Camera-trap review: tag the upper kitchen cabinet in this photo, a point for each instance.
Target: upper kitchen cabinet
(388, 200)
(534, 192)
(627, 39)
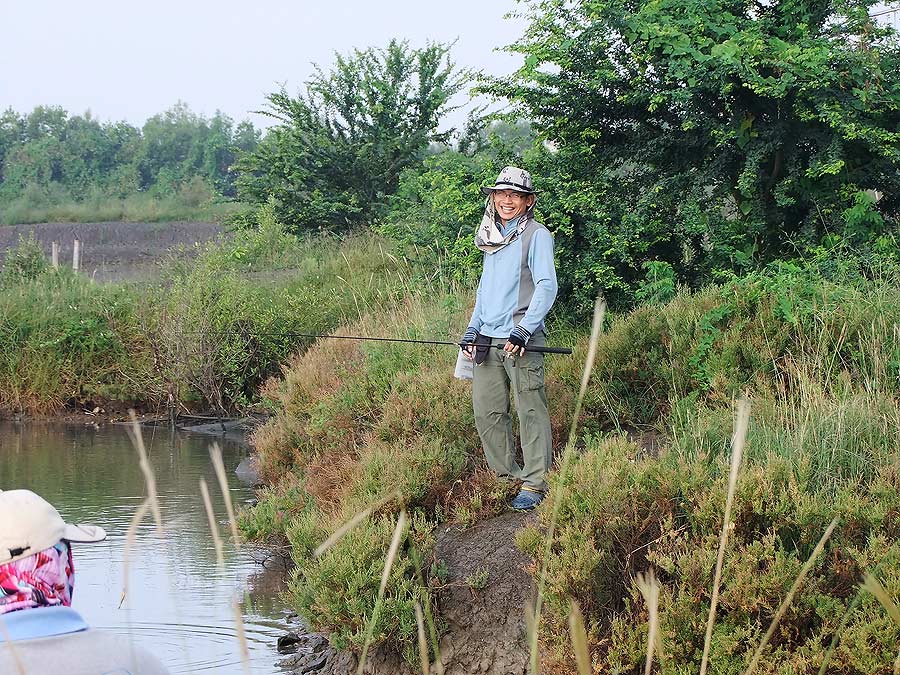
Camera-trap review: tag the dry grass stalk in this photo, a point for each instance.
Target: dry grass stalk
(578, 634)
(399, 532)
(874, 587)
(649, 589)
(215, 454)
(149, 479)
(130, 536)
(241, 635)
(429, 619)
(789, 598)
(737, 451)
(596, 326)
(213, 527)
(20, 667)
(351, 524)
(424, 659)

□ □ □

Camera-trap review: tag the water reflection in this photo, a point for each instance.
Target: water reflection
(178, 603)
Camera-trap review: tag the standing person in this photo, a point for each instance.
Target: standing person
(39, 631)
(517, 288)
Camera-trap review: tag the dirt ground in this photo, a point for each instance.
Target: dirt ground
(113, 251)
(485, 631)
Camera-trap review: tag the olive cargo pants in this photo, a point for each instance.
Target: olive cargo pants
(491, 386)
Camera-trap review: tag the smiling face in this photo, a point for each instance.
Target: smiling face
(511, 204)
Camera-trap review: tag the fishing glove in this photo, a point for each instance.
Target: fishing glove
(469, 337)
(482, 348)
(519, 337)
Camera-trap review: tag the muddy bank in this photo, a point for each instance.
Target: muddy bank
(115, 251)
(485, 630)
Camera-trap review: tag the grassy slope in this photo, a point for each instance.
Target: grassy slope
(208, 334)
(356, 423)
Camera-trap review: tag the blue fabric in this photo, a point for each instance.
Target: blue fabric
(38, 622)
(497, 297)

□ □ □

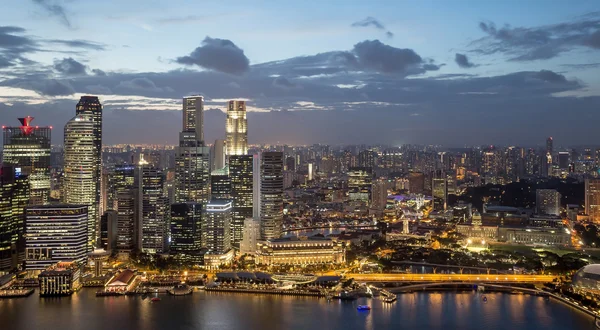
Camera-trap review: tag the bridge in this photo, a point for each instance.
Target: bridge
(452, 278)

□ □ □

--- WHAT YOU NEED TO DO ---
Please make an exact copy of the lines above from the line with "Target: standing person" through the line with "Camera-trap review: tag the olive", both ends included.

--- TASK ANSWER ---
Target: standing person
(39, 631)
(517, 288)
Camera-trap review: tag the dirt ground in this photo, a point for each instance.
Target: dirt ground
(113, 251)
(485, 631)
Camera-trap review: tag the olive cargo pants in this photo, a point for each instance.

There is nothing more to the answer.